§ **What is asked**: Turn all of the items below into a numbered list, leaving out any blank lines.

§ **Exercise input**:
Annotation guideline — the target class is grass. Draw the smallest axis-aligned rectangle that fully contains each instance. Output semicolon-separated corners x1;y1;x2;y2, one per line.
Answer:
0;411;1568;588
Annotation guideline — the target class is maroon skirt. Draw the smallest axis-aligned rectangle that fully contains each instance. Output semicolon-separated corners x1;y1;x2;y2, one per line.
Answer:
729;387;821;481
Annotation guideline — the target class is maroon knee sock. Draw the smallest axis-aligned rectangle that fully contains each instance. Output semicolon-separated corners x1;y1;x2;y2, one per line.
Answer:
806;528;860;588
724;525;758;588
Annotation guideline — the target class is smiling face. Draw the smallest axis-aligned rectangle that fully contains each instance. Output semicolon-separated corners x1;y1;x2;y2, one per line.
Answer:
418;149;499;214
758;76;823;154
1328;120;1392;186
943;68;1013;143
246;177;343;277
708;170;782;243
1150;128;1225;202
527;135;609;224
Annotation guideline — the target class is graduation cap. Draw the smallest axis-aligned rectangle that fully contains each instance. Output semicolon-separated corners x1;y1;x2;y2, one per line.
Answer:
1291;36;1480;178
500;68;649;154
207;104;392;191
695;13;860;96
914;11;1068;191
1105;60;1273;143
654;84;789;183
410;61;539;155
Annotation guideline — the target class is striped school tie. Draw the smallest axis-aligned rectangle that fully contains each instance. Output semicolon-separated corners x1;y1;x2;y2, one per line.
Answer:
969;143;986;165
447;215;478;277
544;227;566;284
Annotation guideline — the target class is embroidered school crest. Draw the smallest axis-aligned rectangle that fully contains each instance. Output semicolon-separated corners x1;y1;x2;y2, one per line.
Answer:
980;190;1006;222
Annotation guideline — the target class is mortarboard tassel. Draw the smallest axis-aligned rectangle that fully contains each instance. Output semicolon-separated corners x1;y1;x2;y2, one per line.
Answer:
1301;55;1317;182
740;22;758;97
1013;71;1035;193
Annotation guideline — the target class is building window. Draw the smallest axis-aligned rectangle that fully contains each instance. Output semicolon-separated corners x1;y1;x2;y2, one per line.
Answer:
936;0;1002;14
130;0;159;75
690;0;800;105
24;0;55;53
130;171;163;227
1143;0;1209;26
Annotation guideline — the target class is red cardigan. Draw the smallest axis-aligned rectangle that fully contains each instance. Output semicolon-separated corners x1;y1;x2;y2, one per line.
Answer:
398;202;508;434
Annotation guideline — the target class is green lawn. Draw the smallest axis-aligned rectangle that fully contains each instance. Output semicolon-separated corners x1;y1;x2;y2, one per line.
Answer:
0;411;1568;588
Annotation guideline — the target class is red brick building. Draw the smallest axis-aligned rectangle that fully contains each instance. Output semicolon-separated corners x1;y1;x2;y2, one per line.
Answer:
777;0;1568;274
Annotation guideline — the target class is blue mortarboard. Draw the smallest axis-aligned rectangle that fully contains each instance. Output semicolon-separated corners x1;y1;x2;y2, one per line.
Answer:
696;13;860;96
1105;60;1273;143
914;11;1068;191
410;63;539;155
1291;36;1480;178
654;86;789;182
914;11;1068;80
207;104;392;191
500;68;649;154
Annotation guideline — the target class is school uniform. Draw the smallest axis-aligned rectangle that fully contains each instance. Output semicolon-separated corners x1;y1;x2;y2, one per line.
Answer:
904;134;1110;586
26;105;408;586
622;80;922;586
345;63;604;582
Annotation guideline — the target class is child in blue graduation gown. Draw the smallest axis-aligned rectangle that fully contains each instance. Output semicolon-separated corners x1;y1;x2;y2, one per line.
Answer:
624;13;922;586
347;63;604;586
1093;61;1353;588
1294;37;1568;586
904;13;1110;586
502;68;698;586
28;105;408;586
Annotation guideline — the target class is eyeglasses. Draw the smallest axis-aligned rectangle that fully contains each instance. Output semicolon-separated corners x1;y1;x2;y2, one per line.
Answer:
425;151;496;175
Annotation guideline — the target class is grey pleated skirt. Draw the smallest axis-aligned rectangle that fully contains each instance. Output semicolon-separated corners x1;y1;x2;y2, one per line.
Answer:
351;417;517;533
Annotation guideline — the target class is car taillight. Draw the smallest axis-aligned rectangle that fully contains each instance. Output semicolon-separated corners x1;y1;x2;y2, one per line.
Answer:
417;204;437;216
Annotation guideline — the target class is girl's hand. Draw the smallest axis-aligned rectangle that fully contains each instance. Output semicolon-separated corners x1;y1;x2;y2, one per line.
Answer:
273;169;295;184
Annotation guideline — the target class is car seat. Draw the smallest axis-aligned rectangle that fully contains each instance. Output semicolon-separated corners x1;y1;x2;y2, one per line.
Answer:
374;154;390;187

§ **Completed exercise**:
1. Annotation guideline — the target class is grass. Draw the smallest axis-aligned rectangle that fully contains each instance. Output semicolon-separated corners x1;y1;x2;y2, one per line.
2. Answer:
3. 0;411;1568;588
4. Annotation guideline — the target class is maroon skirt. Draw the smallest axis-aligned rectangle that fully contains each instance. Output semicolon-separated corners x1;y1;x2;y2, one per line.
5. Answer:
6. 729;387;821;481
7. Annotation guideline — the target class is maroon knee sock. Draw the smallest axis-aligned rectangle that fully contains each instance. Output semicolon-separated corners x1;y1;x2;y2, one per line.
8. Answer:
9. 806;528;860;588
10. 724;525;758;588
11. Annotation guideline — the target class is smiling face. Draw the smallest axis-aligned rectangle that fully contains each instance. Output semicolon-separated corners x1;y1;x2;y2, one per line.
12. Answer:
13. 418;149;499;214
14. 758;76;823;154
15. 1328;120;1392;186
16. 943;68;1013;143
17. 246;177;343;277
18. 708;170;782;243
19. 1150;128;1225;202
20. 527;135;609;224
21. Annotation guideline — the target class is graduation cap. Draw the smallest axis-aligned rectangle that fully contains each instance. Output semicolon-separated corners x1;y1;x2;y2, one per line.
22. Answer:
23. 1291;36;1480;178
24. 500;68;649;154
25. 207;104;392;191
26. 695;13;860;96
27. 914;11;1068;191
28. 1105;60;1273;143
29. 654;84;789;183
30. 410;61;539;155
31. Annotation guideline — the target class is striped school tie. Draw the smallest axis-aligned rectangle that fully contains each instance. Output semicolon-separated corners x1;y1;x2;y2, one per line.
32. Answer:
33. 969;143;986;165
34. 447;215;478;277
35. 544;227;566;284
36. Annotation guideline — the target class is embroidered school crest. Draw the smallest axis-aligned rectangle that fully contains each instance. Output semicolon-separated corners x1;y1;x2;y2, one per line.
37. Answer:
38. 980;190;1006;222
39. Annotation guideline — the target class is mortarboard tassel. Draw the smallest axis-aligned rectangle that fully contains each instance. Output semicolon-separated corners x1;y1;x2;y2, one per line.
40. Answer:
41. 1301;55;1317;182
42. 740;22;758;97
43. 1013;71;1035;193
44. Annotation guideline — the target class is building window. Draw the smallest axis-aligned rectangle that fully contains each instance. Output semicolon-separated corners x1;y1;x2;y2, one per line.
45. Answer:
46. 936;0;1002;14
47. 130;0;159;75
48. 690;0;800;105
49. 24;0;55;53
50. 130;171;163;227
51. 1143;0;1209;26
52. Annotation guideline — the target class is red cardigan. Draw the smallest axis-aligned rectangle that fully contains each instance. Output semicolon-separated corners x1;y1;x2;y2, one per line.
53. Answer:
54. 398;202;508;434
55. Annotation guideline — the target class is green lawn. Draw the smallest axis-aligned rectangle that fully contains each instance. Output semicolon-separated corners x1;y1;x2;y2, one per line.
56. Answer:
57. 0;411;1568;588
58. Annotation guideline — the target class is red brick building. Draw the smallest axis-aligned rectangle that fully contains each instance. Output semicolon-separated corners x1;y1;x2;y2, one per line.
59. Answer:
60. 777;0;1568;274
61. Annotation guideline — the target class is blue mortarboard. Draw the smallest axis-aligned rectangle that fully contains each instance. Output semicolon-separated corners x1;y1;x2;y2, one per line.
62. Answer:
63. 696;13;860;96
64. 1105;60;1273;143
65. 914;11;1068;191
66. 410;63;539;155
67. 1291;36;1480;178
68. 654;86;789;182
69. 914;11;1068;80
70. 207;104;392;191
71. 500;68;649;154
72. Annotation guideline — the target class is school uniform. Draw the smallest axis-aligned rectangle that fully contains each instance. Output semicolon-separated corners x1;y1;x2;y2, one per line.
73. Answer:
74. 904;134;1110;586
75. 26;105;408;586
76. 622;80;922;586
77. 345;63;604;582
78. Annotation guideline — the target class is child in blue graduation gown. Draw the smallest axis-aligned rectangle that fully contains each instance. Output semicolon-separated corners x1;y1;x2;y2, one per line.
79. Answer:
80. 624;13;922;586
81. 347;63;604;586
82. 1093;61;1353;588
83. 1294;37;1568;586
84. 904;13;1110;586
85. 502;68;698;586
86. 28;105;408;586
87. Annotation guideline — the target class is eyeglasses. Draw the smallest axis-aligned rectangle that fully contains each instance. Output semicolon-separated corners x1;y1;x2;y2, one per line.
88. Answer:
89. 425;151;496;175
90. Annotation guideline — the target class is grey pleated skirt. Draw the smallest axis-aligned rectangle that fully contains each instance. Output semicolon-separated corners x1;y1;x2;y2, one per line.
91. Answer:
92. 351;417;517;533
93. Annotation guideline — the target class is car taillight. Draw the smallest axis-aligned rectangle that fully contains each instance. Output semicolon-separated corners x1;y1;x2;y2, one per line.
94. Answer:
95. 417;204;437;216
96. Annotation guideline — the target class is girl's hand. Draw the smallest axis-aligned rectangle that fully contains each instance. Output semicolon-separated corners x1;y1;x2;y2, one per line.
97. Answer:
98. 273;169;295;184
99. Annotation guideline — the target class is car seat. Draw the smallest axis-aligned rectangle that fully contains each instance. Output semicolon-separated corners x1;y1;x2;y2, one per line.
100. Answer:
101. 374;154;390;187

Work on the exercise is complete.